→ **TO BE DONE**
Everything from the line containing "Study the picture above. For each instance of the sponsor" through the last line of the records must be returned verbatim, and nothing outside that range.

[Pointing and labeling entries]
----

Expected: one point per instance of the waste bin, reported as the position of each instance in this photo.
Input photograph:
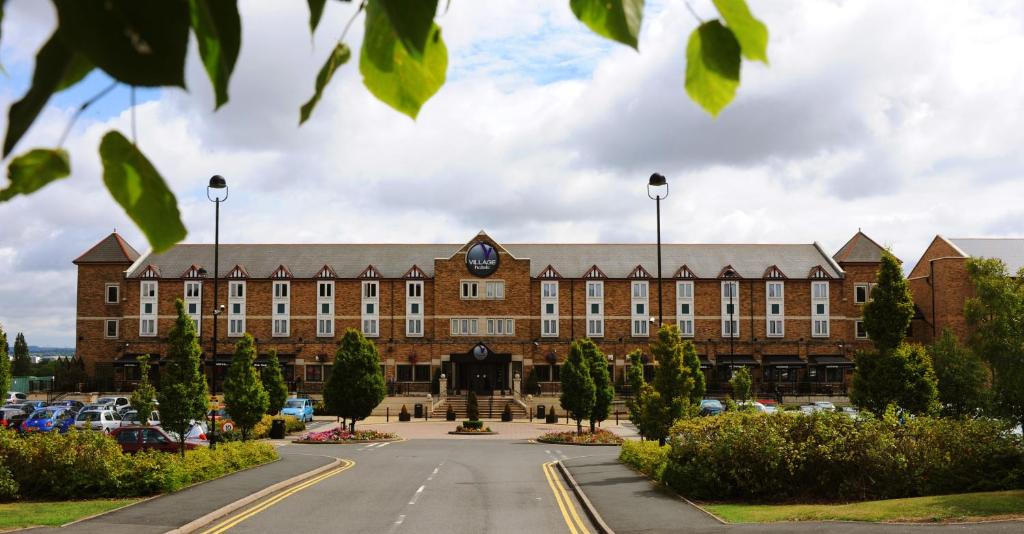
(278, 429)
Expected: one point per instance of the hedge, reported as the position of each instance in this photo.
(80, 464)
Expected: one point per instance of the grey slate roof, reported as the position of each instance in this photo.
(1011, 251)
(393, 260)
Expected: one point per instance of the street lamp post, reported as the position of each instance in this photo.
(657, 180)
(212, 192)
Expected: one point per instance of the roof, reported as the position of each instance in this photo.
(571, 260)
(860, 249)
(1010, 250)
(113, 249)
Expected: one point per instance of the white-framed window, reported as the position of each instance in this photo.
(463, 326)
(549, 309)
(236, 309)
(147, 309)
(414, 309)
(730, 309)
(494, 289)
(194, 303)
(371, 309)
(501, 326)
(775, 309)
(282, 309)
(111, 328)
(819, 309)
(595, 309)
(638, 307)
(112, 293)
(325, 309)
(684, 307)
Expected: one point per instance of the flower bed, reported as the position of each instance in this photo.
(337, 435)
(598, 437)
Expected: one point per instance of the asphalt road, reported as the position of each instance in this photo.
(425, 486)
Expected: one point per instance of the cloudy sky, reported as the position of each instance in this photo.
(902, 120)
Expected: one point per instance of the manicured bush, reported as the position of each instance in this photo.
(828, 456)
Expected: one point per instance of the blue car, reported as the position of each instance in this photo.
(48, 419)
(301, 408)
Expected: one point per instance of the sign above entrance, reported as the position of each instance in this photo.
(481, 259)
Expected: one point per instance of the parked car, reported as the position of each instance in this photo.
(301, 408)
(48, 419)
(104, 420)
(131, 418)
(134, 439)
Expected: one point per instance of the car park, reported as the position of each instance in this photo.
(48, 419)
(104, 420)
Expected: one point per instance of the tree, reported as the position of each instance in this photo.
(578, 385)
(273, 382)
(962, 375)
(403, 63)
(355, 385)
(888, 314)
(23, 362)
(245, 397)
(903, 377)
(183, 395)
(144, 396)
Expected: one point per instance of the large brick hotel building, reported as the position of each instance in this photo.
(483, 312)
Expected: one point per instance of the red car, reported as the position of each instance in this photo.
(134, 439)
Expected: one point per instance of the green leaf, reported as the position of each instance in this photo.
(390, 73)
(413, 22)
(752, 34)
(615, 19)
(712, 66)
(56, 68)
(141, 192)
(218, 31)
(315, 12)
(137, 43)
(338, 57)
(29, 172)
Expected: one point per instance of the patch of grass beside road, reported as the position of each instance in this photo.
(22, 515)
(964, 506)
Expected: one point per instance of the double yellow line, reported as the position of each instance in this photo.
(231, 522)
(572, 521)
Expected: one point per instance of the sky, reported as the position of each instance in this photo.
(902, 121)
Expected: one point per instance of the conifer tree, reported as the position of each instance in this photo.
(244, 395)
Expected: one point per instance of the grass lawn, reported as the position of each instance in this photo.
(20, 515)
(964, 506)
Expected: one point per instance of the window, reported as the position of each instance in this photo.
(236, 309)
(819, 309)
(113, 292)
(111, 332)
(371, 312)
(639, 309)
(281, 313)
(194, 302)
(595, 309)
(414, 309)
(325, 309)
(495, 289)
(730, 309)
(549, 309)
(684, 307)
(775, 309)
(147, 309)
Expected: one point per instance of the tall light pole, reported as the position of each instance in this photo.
(657, 180)
(217, 182)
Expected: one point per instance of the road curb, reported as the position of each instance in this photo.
(227, 508)
(602, 527)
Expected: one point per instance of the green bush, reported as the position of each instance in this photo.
(828, 456)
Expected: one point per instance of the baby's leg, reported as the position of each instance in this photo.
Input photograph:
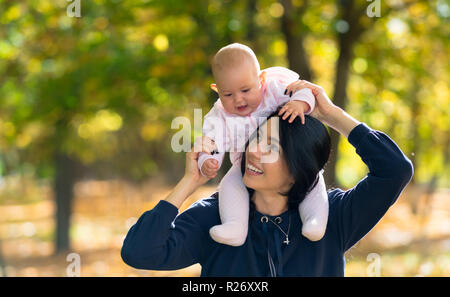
(233, 209)
(314, 211)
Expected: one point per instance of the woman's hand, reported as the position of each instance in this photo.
(325, 111)
(324, 107)
(202, 144)
(192, 178)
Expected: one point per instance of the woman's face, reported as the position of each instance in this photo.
(265, 167)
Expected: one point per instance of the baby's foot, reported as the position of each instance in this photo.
(313, 230)
(232, 233)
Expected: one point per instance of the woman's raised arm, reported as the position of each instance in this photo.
(192, 178)
(158, 240)
(325, 111)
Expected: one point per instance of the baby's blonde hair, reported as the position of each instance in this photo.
(233, 55)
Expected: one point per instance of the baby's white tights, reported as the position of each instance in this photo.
(234, 210)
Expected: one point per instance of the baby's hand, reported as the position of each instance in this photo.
(294, 108)
(210, 168)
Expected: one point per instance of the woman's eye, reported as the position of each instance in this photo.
(274, 148)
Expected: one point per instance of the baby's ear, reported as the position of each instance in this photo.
(214, 88)
(262, 77)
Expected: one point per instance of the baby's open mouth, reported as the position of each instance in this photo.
(241, 108)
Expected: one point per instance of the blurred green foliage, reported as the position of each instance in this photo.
(104, 88)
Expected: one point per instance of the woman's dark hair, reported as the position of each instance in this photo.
(306, 148)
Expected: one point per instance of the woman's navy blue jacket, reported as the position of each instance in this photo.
(163, 240)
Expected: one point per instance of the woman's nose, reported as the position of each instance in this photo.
(254, 150)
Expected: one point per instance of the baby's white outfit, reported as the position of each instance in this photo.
(230, 133)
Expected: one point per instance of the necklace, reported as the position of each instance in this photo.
(266, 219)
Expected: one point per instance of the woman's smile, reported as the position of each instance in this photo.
(251, 169)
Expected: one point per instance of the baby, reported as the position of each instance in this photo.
(247, 94)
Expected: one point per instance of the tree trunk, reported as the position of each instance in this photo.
(65, 177)
(340, 99)
(296, 54)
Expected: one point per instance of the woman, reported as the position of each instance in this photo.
(161, 240)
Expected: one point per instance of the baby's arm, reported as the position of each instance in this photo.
(214, 134)
(296, 103)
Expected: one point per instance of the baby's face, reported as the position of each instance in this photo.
(240, 90)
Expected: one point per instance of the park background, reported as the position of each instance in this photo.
(88, 95)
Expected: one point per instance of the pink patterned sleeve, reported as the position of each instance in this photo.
(278, 78)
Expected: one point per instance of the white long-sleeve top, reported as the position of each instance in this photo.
(230, 132)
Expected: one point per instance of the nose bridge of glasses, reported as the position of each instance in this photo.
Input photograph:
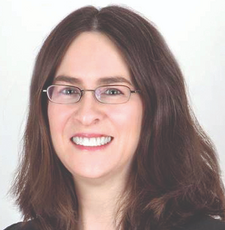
(83, 91)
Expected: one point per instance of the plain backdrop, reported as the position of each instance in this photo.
(194, 30)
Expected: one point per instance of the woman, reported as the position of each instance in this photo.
(111, 142)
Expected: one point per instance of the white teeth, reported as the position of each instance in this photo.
(91, 141)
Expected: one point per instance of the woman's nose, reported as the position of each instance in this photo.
(89, 111)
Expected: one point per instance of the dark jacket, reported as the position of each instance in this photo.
(207, 223)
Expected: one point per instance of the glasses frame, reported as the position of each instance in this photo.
(88, 90)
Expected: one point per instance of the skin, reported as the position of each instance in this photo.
(101, 174)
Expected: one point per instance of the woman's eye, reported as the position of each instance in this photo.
(69, 91)
(113, 91)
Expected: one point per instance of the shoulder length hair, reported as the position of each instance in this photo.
(175, 175)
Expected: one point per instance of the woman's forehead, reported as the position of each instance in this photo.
(93, 56)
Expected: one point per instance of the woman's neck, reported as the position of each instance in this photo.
(99, 202)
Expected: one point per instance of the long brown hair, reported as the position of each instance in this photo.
(175, 175)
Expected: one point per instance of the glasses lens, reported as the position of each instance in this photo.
(113, 94)
(64, 94)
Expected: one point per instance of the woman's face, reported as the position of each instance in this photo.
(93, 60)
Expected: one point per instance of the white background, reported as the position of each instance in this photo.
(194, 30)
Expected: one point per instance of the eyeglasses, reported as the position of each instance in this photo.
(108, 94)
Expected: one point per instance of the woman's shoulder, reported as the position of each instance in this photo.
(206, 223)
(22, 226)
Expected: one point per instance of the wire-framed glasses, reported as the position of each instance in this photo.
(108, 94)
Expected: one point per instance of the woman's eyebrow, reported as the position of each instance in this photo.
(100, 81)
(67, 79)
(110, 80)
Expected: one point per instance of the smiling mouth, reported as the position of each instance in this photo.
(92, 142)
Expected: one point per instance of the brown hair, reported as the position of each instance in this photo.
(175, 175)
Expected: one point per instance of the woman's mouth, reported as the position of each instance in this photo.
(92, 141)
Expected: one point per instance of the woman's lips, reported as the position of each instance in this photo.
(91, 141)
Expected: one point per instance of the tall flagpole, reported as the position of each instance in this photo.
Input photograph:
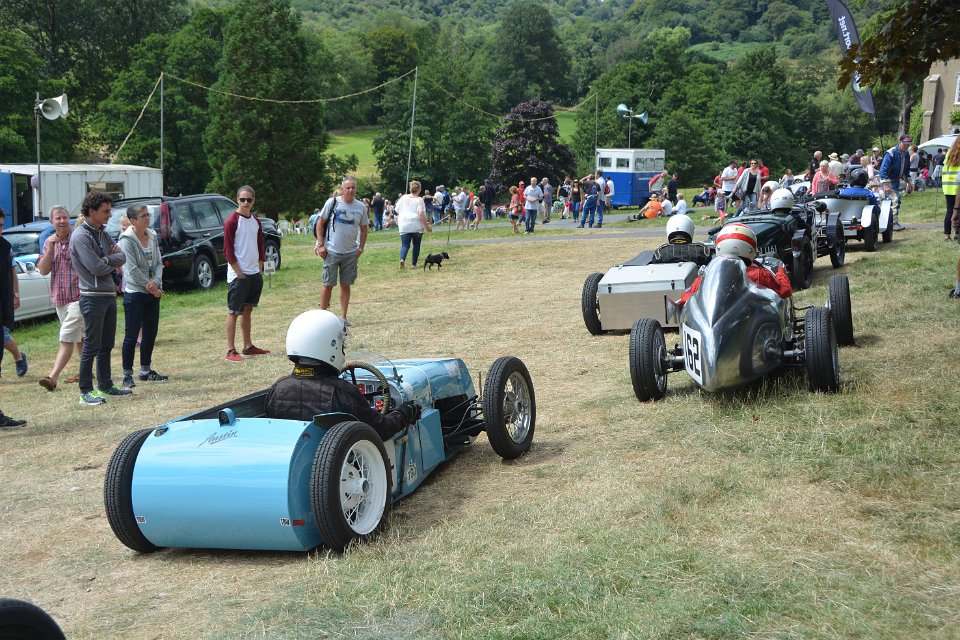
(413, 116)
(161, 131)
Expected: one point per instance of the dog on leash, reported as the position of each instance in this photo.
(436, 259)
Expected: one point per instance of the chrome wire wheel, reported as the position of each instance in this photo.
(509, 408)
(516, 407)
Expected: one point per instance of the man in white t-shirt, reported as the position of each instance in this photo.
(729, 177)
(243, 251)
(341, 238)
(532, 197)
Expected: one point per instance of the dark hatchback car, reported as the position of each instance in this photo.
(190, 231)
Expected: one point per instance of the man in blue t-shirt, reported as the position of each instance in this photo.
(894, 167)
(341, 238)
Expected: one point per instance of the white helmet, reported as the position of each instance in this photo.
(318, 335)
(680, 229)
(781, 199)
(737, 240)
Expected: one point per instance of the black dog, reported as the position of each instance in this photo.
(436, 259)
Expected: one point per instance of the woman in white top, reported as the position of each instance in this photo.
(412, 222)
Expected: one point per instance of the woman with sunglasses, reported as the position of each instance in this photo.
(143, 288)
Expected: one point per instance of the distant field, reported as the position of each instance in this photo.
(359, 141)
(730, 51)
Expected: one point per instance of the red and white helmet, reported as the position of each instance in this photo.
(737, 240)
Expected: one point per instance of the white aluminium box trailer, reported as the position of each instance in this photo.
(67, 184)
(630, 292)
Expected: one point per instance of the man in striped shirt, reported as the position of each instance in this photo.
(64, 291)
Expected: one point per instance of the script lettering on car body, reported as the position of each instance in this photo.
(214, 438)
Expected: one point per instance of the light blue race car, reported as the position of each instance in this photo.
(230, 478)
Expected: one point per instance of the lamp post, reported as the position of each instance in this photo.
(51, 109)
(626, 112)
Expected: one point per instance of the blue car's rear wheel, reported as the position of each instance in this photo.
(350, 486)
(21, 620)
(820, 350)
(117, 493)
(840, 308)
(509, 408)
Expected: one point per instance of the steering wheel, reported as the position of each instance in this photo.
(353, 366)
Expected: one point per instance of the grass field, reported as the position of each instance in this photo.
(766, 512)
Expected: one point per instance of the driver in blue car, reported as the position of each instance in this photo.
(315, 344)
(739, 241)
(858, 187)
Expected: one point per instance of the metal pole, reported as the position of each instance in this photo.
(596, 122)
(413, 116)
(161, 132)
(36, 113)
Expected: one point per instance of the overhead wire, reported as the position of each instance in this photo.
(333, 99)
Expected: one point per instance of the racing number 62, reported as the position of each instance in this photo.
(692, 342)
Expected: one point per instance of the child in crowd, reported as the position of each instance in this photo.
(516, 206)
(477, 213)
(719, 207)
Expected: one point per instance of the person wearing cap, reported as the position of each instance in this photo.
(836, 167)
(893, 168)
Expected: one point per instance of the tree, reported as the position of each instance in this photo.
(529, 60)
(528, 145)
(88, 41)
(277, 148)
(192, 54)
(451, 134)
(902, 41)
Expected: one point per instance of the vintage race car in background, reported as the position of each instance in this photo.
(860, 219)
(229, 477)
(733, 332)
(796, 238)
(636, 288)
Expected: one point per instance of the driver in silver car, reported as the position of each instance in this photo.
(739, 241)
(315, 344)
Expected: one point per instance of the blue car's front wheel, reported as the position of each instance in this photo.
(350, 488)
(509, 407)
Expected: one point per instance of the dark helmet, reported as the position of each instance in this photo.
(859, 178)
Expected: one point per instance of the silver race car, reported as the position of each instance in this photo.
(733, 332)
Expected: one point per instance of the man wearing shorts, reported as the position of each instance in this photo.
(243, 250)
(341, 237)
(64, 291)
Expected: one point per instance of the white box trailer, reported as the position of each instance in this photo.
(67, 184)
(631, 171)
(627, 293)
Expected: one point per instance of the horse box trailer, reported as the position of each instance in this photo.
(67, 184)
(631, 171)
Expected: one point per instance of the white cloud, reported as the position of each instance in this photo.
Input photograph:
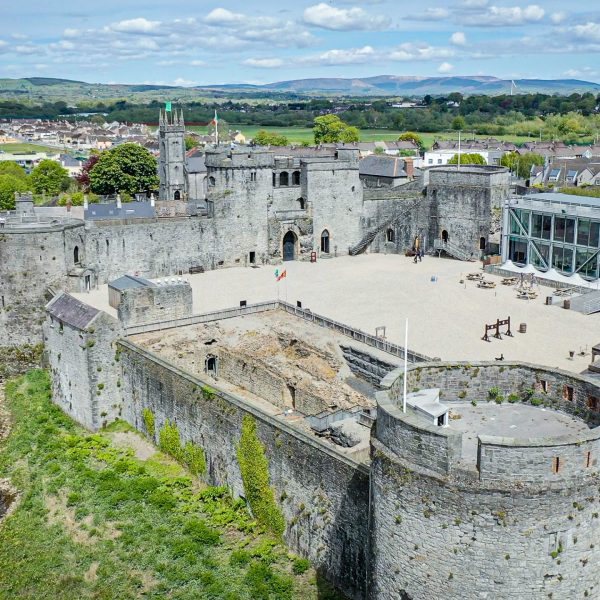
(587, 32)
(430, 14)
(264, 63)
(504, 16)
(458, 38)
(222, 16)
(410, 51)
(139, 25)
(344, 19)
(445, 68)
(558, 17)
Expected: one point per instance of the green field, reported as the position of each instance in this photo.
(107, 516)
(297, 135)
(12, 148)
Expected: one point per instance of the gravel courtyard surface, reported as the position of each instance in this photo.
(446, 318)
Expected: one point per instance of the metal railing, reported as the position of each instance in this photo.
(308, 315)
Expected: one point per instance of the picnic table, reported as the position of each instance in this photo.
(564, 291)
(486, 284)
(526, 294)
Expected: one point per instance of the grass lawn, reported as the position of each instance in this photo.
(11, 148)
(106, 516)
(297, 135)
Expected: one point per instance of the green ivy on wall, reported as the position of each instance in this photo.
(254, 467)
(190, 455)
(149, 422)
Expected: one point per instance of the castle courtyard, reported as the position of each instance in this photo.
(446, 318)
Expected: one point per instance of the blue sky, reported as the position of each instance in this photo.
(188, 42)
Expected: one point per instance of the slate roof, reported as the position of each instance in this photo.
(196, 164)
(69, 310)
(127, 282)
(382, 166)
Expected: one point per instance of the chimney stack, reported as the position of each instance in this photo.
(409, 167)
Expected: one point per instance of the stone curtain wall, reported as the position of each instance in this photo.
(164, 302)
(466, 382)
(322, 494)
(514, 529)
(433, 538)
(31, 260)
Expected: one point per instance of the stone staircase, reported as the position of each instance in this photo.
(368, 238)
(452, 250)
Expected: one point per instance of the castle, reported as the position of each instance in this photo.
(387, 502)
(260, 208)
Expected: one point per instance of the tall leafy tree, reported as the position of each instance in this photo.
(128, 168)
(9, 184)
(521, 163)
(84, 177)
(331, 129)
(49, 178)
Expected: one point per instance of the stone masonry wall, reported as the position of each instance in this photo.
(162, 302)
(514, 528)
(322, 493)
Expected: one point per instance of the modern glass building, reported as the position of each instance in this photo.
(553, 230)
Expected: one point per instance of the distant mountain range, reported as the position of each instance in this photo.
(50, 89)
(390, 85)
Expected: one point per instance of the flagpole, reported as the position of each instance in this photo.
(405, 364)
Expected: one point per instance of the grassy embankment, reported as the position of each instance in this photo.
(107, 516)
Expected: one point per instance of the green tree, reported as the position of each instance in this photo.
(468, 159)
(411, 136)
(331, 129)
(49, 178)
(9, 184)
(128, 168)
(268, 138)
(10, 168)
(190, 142)
(521, 164)
(458, 123)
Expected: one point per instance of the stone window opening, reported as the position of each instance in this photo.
(211, 365)
(325, 241)
(568, 393)
(292, 391)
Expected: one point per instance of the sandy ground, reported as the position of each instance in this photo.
(446, 318)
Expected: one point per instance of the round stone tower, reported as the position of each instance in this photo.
(503, 501)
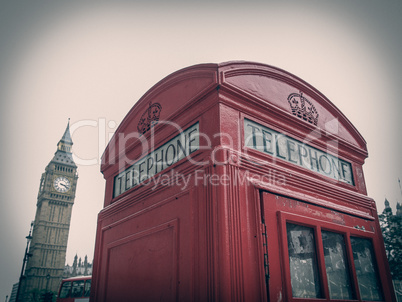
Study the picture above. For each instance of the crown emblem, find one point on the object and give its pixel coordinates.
(149, 118)
(303, 108)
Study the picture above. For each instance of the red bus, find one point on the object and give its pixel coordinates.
(75, 289)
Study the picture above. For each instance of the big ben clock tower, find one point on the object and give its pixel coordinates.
(52, 222)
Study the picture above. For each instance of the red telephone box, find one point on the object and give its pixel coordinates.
(237, 182)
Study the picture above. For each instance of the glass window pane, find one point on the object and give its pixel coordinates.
(303, 262)
(366, 269)
(65, 290)
(336, 266)
(78, 288)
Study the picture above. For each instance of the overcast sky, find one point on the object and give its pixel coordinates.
(91, 61)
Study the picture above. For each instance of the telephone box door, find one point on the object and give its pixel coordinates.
(312, 252)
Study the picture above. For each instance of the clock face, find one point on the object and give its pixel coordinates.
(61, 184)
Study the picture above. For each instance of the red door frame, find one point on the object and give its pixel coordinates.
(277, 210)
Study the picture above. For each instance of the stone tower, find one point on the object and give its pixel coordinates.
(52, 222)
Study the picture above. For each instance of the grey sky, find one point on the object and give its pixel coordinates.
(92, 60)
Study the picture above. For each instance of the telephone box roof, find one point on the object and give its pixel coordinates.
(269, 86)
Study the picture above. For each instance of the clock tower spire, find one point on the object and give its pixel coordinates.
(52, 222)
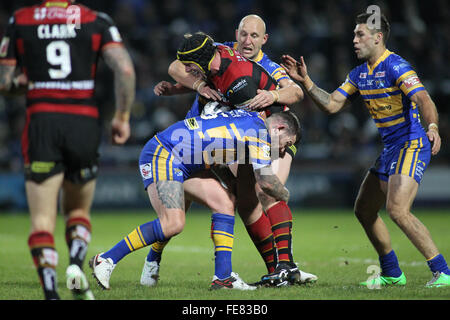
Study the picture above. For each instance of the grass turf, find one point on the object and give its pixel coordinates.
(330, 244)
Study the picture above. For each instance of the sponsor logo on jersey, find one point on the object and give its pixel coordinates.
(56, 31)
(146, 170)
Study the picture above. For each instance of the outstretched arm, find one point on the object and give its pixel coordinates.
(118, 59)
(430, 116)
(178, 72)
(271, 184)
(329, 103)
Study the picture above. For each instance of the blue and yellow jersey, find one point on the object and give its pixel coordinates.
(386, 89)
(198, 143)
(273, 68)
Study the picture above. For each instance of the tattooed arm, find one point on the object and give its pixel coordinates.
(270, 184)
(118, 59)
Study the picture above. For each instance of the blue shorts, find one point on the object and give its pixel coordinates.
(157, 164)
(410, 158)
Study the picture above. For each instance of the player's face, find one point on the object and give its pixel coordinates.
(250, 38)
(195, 70)
(284, 140)
(364, 42)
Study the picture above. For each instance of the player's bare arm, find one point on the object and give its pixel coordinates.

----

→ **RESPONSE FOR THIS EXERCISE**
Study the picture above. For each instance of the sponsor logo on jersey, find one point on the object and give its pixel coordinates.
(56, 31)
(146, 170)
Study the picture above. For each instance of the outstretched arm, find one point on the object and give its pixel coordinates.
(118, 59)
(430, 116)
(178, 72)
(271, 184)
(329, 103)
Study the picture above. For each instance of the blue and yellow jersey, find one point on the object and give its pixel coordinates.
(386, 89)
(198, 143)
(273, 68)
Study the picture above. For each instance of the tattooed arm, find one point on the object and give its pixel coordinates.
(270, 184)
(118, 59)
Study the picture above. For each instance of the blue shorts, find one point on the object and give its pixel coordinates.
(157, 164)
(410, 158)
Study the picture above. For each instance of the player's face, find one point on the object and give its pixel coordinates.
(250, 38)
(195, 70)
(284, 140)
(364, 42)
Study the picture above. For each instance of the player's bare arm, find one point on the object and give its pixel coordinates.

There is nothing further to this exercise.